Working from the material below, print the lines from the line holding "Check that every instance of the shirt" through its final line, inclusive, exactly and with nothing else; pictures are excluded.

[Photo object pointing records]
↓↓↓
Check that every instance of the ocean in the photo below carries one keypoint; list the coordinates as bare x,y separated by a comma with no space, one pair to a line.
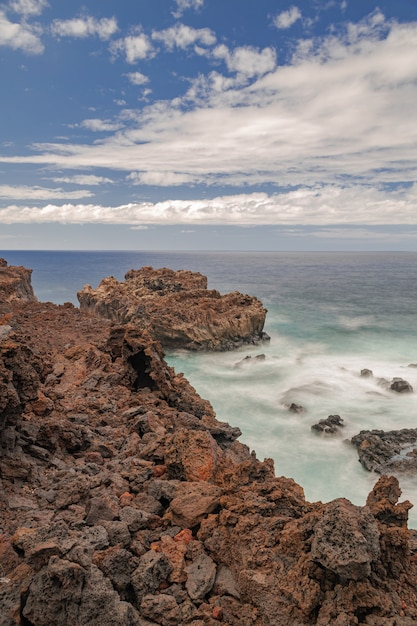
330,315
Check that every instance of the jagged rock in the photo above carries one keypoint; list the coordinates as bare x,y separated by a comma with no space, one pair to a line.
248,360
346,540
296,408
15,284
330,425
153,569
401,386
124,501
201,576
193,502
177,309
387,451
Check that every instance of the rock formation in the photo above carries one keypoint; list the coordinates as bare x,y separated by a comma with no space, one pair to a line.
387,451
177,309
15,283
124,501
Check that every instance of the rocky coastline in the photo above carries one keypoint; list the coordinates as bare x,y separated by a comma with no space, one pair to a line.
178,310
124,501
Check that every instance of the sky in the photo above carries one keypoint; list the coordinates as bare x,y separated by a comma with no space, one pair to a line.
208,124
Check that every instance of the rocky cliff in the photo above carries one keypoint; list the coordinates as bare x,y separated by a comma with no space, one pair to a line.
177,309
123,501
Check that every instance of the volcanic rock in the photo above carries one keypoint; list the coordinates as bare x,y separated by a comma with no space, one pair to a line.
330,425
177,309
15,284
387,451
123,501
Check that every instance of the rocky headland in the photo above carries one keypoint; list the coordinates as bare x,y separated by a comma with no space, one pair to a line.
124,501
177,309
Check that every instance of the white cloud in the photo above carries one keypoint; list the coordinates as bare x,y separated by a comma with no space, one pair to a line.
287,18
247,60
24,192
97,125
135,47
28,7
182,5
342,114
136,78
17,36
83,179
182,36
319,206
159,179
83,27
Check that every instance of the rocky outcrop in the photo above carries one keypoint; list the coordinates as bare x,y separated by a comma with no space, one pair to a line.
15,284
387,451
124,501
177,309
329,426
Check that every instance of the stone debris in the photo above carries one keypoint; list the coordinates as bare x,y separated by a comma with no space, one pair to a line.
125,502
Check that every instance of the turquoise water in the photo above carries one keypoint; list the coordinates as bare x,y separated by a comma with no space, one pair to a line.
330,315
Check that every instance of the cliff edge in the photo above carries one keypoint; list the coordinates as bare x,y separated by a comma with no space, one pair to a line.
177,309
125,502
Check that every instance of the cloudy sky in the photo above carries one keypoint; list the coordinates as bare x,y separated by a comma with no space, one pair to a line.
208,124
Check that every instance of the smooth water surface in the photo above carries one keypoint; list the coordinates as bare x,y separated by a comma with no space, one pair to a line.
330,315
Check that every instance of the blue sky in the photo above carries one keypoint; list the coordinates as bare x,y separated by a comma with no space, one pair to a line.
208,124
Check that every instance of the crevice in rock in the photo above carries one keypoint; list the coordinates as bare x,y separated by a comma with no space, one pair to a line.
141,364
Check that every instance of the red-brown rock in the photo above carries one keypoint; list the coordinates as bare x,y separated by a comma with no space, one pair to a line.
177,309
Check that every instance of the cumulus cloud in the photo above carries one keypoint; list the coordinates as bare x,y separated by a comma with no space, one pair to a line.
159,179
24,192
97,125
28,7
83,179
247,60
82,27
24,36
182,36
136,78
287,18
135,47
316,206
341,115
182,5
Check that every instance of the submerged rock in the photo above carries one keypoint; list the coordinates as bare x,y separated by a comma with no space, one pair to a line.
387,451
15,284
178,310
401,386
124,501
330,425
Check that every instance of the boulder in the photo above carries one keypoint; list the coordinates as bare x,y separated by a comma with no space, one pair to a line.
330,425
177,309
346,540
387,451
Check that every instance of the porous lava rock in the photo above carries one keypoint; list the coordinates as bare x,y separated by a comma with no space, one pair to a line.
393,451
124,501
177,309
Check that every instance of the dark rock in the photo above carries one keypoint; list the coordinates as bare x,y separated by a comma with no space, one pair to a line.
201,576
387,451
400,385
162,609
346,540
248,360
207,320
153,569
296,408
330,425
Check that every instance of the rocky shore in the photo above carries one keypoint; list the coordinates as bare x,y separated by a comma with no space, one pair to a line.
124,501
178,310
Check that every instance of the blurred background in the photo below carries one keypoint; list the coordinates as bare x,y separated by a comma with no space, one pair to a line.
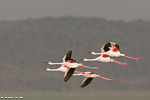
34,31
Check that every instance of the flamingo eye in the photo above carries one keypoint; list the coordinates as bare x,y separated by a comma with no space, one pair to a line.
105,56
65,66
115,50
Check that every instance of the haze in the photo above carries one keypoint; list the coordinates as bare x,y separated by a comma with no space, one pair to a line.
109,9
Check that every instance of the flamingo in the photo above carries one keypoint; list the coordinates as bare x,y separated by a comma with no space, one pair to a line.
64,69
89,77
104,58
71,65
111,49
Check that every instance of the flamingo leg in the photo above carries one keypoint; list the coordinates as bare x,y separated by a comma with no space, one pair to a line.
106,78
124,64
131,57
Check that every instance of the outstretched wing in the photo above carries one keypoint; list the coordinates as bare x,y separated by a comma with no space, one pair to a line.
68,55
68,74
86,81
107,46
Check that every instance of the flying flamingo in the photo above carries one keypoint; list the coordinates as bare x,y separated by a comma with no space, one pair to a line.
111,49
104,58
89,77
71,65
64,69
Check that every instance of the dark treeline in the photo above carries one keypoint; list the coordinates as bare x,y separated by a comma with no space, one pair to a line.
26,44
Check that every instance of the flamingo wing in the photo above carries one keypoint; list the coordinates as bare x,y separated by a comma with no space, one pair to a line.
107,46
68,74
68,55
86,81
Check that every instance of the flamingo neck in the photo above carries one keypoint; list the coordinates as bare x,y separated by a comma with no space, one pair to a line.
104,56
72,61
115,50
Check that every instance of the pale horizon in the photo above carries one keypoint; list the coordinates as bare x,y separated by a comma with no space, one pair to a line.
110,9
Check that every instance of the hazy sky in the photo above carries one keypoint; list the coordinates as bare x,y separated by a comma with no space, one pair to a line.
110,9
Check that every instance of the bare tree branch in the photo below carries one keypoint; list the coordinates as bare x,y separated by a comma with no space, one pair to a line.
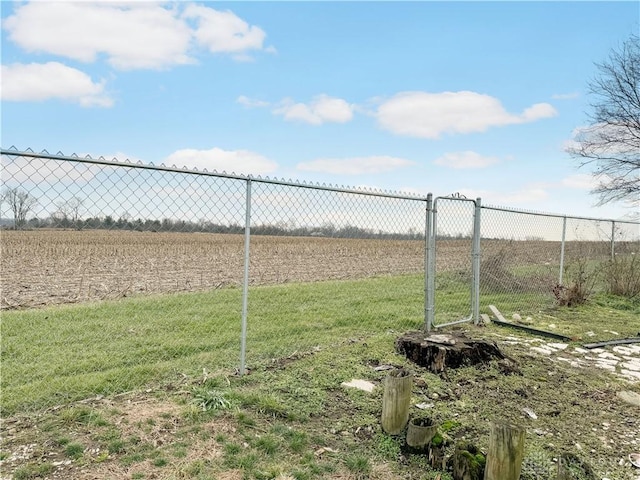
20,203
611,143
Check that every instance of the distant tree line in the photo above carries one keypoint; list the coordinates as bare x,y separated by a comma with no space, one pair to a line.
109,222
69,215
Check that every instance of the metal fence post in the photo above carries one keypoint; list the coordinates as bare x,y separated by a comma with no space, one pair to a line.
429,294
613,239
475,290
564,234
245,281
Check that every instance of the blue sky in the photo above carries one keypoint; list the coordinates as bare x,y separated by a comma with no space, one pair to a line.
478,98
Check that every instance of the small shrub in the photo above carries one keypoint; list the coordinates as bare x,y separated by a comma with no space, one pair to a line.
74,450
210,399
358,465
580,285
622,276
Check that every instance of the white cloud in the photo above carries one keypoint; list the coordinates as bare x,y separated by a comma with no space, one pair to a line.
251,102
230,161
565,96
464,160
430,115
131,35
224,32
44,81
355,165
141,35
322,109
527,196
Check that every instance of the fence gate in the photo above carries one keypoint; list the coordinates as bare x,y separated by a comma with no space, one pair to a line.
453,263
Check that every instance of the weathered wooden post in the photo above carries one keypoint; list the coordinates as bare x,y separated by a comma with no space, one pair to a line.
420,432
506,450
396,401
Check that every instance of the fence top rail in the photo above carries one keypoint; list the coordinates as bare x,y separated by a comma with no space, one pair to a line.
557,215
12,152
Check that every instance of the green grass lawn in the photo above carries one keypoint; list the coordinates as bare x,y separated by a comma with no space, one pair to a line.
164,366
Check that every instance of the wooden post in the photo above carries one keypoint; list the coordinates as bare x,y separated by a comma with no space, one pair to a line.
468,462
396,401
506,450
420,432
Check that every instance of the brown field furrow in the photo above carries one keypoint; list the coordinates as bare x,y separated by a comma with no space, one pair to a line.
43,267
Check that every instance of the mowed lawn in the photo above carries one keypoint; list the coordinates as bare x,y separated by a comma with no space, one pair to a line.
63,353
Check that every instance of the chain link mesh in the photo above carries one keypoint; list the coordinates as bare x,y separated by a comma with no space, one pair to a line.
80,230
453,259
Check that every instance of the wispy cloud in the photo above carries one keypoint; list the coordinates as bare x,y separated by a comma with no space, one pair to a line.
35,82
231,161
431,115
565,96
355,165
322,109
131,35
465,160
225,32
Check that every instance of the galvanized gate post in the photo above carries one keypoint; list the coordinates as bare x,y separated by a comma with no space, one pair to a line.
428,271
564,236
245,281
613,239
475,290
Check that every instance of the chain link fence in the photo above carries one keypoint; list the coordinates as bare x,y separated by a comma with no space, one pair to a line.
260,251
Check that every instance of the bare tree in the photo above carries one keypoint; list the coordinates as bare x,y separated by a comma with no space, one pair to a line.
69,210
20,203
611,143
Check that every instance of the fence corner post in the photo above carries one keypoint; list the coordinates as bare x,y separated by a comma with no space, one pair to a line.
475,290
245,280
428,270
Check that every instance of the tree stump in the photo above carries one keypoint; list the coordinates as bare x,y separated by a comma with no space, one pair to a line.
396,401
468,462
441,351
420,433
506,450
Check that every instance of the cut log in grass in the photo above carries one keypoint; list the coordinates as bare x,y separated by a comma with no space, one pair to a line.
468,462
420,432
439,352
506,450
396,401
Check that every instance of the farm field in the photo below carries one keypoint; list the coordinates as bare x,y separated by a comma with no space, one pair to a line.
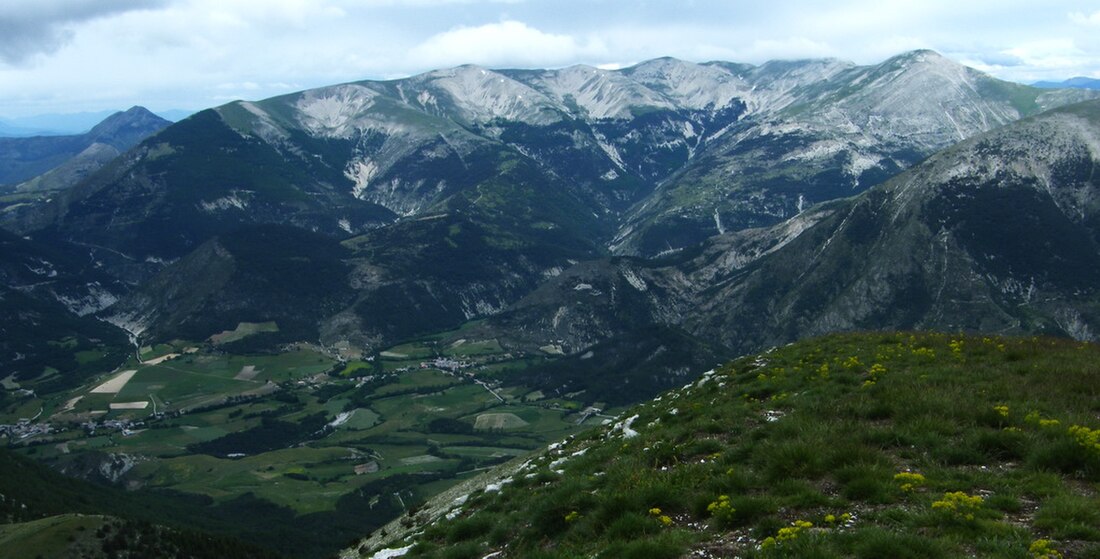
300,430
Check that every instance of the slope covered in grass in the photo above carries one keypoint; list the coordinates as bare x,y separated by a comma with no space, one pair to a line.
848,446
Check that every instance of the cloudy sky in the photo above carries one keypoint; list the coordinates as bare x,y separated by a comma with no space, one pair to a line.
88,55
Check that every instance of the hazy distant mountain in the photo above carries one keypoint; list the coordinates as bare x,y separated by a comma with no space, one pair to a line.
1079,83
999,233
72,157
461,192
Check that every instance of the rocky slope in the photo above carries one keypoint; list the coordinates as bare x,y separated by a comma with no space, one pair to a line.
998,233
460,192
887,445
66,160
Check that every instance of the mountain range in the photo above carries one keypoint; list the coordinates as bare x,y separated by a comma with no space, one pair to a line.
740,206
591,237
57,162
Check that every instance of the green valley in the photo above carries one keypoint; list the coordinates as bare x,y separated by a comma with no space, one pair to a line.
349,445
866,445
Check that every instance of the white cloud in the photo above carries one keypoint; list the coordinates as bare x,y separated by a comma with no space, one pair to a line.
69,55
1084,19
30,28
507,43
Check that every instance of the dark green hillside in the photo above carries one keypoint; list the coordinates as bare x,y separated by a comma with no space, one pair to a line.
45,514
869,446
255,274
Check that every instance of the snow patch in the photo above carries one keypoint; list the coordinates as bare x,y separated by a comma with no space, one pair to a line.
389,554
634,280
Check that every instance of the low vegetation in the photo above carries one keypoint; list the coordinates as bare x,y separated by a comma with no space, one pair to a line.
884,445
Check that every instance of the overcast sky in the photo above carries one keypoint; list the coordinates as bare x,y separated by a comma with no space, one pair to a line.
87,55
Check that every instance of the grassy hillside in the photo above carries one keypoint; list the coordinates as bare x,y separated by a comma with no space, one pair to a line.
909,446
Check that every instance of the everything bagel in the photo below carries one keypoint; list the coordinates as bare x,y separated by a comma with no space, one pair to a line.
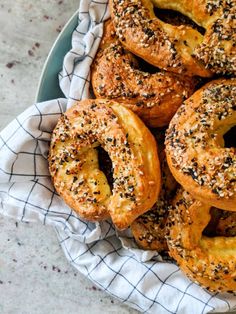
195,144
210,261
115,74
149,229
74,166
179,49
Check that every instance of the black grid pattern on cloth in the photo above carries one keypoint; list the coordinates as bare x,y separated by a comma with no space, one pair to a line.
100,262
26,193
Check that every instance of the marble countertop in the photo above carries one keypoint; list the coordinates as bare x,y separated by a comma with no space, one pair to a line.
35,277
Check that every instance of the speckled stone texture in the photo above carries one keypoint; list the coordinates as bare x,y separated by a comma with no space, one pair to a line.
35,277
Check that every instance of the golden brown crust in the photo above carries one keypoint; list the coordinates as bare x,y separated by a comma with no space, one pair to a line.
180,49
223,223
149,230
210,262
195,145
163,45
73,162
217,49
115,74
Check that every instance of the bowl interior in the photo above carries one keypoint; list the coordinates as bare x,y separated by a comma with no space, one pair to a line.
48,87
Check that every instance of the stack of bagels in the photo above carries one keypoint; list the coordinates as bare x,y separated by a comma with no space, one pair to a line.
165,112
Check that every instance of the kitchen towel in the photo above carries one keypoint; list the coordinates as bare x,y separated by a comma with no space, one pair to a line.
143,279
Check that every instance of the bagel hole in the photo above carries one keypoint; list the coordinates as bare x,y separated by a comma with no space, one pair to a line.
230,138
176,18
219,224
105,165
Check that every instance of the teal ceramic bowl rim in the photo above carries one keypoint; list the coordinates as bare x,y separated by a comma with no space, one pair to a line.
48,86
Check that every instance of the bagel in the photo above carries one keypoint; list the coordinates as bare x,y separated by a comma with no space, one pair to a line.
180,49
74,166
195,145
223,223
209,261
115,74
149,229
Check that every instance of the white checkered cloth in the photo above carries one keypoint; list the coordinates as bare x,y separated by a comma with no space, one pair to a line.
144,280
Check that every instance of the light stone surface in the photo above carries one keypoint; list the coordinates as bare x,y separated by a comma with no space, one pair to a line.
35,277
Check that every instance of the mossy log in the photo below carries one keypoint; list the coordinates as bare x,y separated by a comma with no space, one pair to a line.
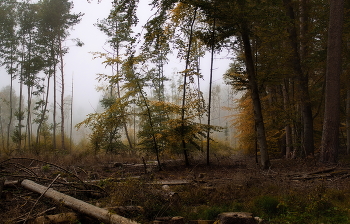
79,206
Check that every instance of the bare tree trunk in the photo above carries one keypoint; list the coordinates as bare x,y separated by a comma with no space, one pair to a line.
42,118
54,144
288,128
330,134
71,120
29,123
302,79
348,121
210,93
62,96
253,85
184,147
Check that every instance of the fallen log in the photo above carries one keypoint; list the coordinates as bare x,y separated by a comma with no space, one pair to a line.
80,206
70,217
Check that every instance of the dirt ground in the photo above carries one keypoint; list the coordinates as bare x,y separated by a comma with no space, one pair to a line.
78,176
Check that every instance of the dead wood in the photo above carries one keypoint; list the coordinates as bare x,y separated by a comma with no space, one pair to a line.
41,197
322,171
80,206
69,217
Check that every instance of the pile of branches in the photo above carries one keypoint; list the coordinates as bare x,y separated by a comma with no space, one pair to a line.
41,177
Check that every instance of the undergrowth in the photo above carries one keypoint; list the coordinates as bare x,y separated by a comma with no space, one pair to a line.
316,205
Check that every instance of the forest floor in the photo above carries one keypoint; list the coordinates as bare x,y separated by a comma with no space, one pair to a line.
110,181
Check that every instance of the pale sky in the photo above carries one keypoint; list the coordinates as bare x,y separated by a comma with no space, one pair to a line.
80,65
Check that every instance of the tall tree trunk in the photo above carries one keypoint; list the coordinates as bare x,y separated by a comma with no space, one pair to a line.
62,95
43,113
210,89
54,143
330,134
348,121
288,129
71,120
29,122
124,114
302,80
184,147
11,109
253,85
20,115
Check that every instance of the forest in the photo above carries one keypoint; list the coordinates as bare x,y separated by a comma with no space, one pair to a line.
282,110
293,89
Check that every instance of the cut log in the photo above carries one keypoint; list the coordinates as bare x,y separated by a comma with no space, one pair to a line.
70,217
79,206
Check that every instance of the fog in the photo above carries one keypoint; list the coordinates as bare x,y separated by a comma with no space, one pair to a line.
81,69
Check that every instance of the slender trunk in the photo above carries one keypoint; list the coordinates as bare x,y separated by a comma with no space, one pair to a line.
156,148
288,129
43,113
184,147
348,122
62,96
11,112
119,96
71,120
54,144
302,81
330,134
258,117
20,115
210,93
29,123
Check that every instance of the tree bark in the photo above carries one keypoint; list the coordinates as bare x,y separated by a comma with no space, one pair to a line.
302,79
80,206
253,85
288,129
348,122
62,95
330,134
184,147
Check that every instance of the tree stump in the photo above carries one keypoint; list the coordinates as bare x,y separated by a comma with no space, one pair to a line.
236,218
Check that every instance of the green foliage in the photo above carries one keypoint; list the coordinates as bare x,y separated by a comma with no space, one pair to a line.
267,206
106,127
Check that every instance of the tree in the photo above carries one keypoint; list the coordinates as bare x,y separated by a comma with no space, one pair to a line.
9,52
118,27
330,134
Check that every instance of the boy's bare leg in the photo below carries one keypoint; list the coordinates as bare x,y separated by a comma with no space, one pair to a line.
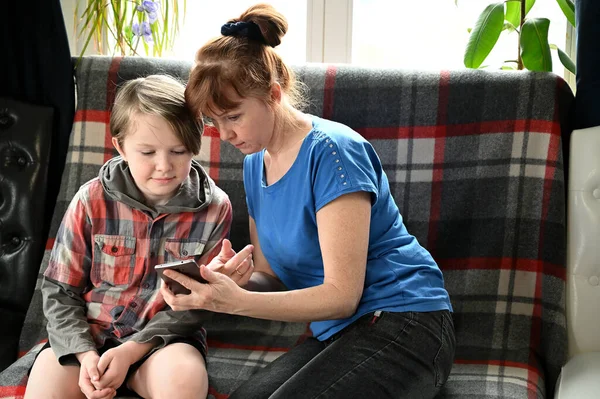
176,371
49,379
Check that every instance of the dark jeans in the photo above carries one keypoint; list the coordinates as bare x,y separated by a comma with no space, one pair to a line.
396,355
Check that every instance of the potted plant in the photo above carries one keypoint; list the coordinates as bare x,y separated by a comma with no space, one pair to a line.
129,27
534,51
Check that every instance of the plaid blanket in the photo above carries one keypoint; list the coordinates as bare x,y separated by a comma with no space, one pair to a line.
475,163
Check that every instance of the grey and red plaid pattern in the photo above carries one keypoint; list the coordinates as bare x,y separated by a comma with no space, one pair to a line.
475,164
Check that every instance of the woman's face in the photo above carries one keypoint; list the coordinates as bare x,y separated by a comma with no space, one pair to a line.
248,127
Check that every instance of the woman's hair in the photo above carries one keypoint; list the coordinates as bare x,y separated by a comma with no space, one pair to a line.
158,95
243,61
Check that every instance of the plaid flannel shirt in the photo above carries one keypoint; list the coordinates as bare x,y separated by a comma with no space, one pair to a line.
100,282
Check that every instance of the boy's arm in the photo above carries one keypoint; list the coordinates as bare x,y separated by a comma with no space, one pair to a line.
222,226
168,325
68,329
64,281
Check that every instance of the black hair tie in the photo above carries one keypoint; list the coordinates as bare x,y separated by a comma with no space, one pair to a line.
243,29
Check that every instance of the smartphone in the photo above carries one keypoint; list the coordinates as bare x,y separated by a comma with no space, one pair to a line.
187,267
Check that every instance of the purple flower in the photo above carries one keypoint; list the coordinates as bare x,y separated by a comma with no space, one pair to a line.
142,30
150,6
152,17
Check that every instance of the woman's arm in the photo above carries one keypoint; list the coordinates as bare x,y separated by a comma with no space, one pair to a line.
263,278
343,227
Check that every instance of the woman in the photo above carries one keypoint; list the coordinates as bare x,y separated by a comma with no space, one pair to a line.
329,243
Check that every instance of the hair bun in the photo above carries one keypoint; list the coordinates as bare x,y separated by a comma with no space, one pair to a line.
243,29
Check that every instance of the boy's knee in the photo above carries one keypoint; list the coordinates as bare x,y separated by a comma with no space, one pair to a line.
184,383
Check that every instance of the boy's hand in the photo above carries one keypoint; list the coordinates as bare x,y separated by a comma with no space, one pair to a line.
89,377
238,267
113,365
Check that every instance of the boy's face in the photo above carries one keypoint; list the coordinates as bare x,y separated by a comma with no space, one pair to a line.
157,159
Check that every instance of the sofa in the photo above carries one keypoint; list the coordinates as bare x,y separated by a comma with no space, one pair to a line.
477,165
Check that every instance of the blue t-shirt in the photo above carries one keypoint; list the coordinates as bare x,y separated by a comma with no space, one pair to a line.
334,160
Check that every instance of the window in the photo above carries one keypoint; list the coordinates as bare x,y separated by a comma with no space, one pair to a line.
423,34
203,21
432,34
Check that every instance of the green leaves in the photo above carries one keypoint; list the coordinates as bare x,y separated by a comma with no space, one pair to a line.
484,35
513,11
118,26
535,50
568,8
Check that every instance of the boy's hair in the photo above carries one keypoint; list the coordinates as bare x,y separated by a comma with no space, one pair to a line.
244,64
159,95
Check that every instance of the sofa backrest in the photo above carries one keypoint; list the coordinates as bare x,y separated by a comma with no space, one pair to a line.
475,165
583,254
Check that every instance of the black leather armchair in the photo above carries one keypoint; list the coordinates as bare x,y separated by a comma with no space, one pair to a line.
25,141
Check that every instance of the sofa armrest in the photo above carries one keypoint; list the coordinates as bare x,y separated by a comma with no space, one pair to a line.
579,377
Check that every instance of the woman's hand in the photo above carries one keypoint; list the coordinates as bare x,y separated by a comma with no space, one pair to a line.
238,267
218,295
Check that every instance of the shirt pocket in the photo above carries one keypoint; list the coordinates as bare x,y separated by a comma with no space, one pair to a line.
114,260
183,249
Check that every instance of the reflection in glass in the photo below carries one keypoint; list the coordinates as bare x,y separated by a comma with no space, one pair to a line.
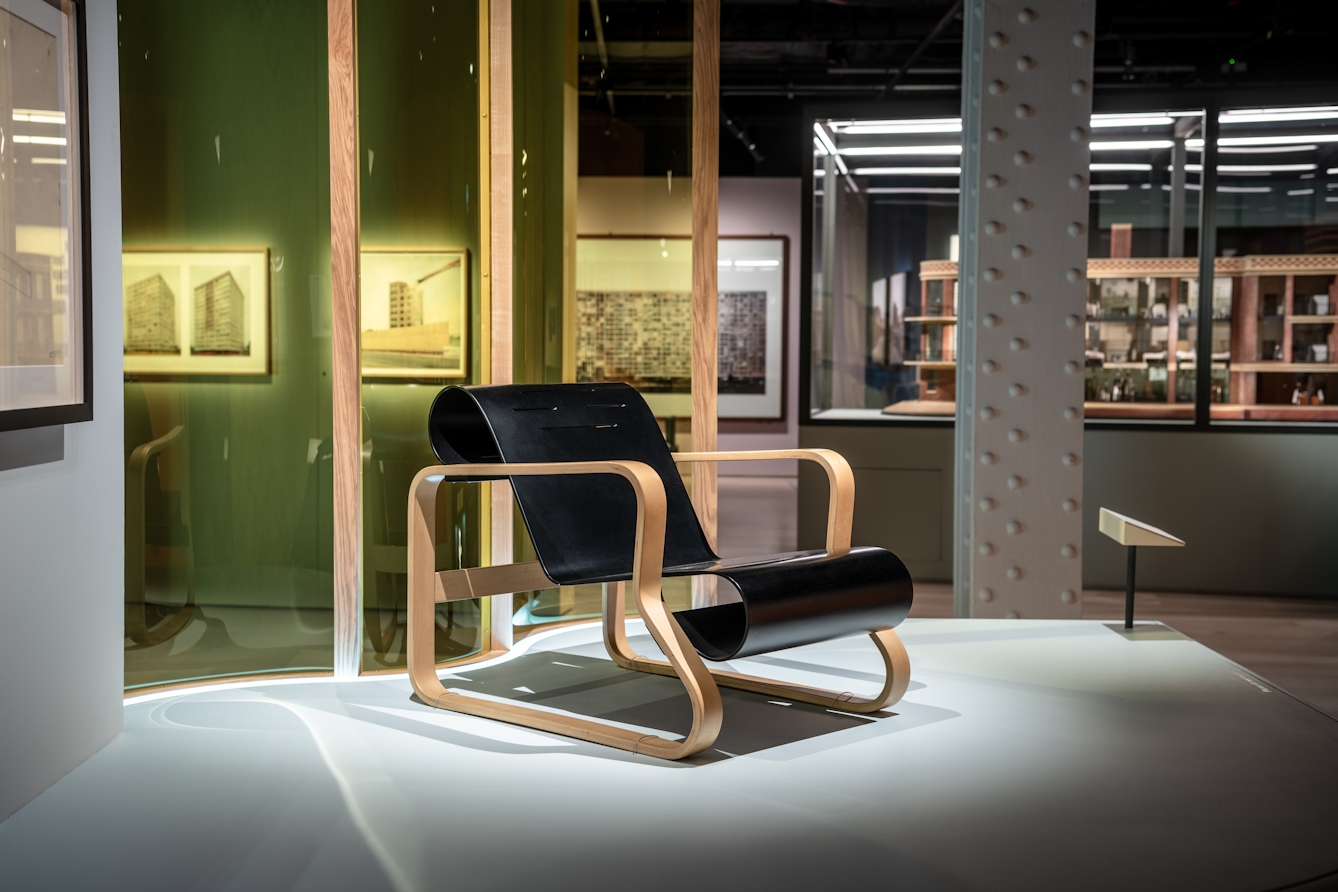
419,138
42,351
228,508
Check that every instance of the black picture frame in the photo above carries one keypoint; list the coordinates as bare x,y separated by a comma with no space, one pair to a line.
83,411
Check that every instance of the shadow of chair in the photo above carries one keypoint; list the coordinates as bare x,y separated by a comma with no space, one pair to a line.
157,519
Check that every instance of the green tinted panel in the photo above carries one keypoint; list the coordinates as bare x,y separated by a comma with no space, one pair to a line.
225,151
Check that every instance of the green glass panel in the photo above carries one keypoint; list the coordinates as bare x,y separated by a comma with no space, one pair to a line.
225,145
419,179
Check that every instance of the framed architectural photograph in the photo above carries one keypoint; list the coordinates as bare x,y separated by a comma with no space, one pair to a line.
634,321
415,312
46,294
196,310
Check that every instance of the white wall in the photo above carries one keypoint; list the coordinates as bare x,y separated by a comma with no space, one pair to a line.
↑↑↑
**IN RESPONSE**
Check that every instance of the shirt pocket in the photo above carries one keypoint; list the coordinates as bare x,y separated by a comma with no space, one pair to a line.
114,260
183,249
Check that every instance of the reflection in glass in the photo below carries one keypoint; list the coordinates as bare x,y separated by a comma with no space, one pair to a line.
419,138
42,351
228,508
Check that every instance of the black picture frame in the photo above carries one keypoint; list the coordinates as bare x,y separated by a comma with no space, one pair to a line.
83,411
Check that every instance of the shadow of chair in the photo above carries one keypoint; list the coordinates as bare x,y separated by a comma with no space, one pair to a line.
157,519
Check that every instance of the green tinted panel in the photo above carries one keypoint; list the coordinates as bare x,y separated by a comma with no space, one pair to a line.
225,151
Check that every instance of the green glass panel in the photo above carries one keypoint; list the coordinates as bare x,y separated by a comma with no space, one pair to a line.
225,145
419,179
Check that every instance of the framed architectural photograph in the photo above carries one keypoint; list the coordinates as bare x,y separated by a comma with no space, one pair to a line.
634,321
415,312
46,294
196,310
Check that every instance of the white wall in the photo above carries one keypoint; list the coordinates as bare x,y separated by a comma with no space, one pair to a line.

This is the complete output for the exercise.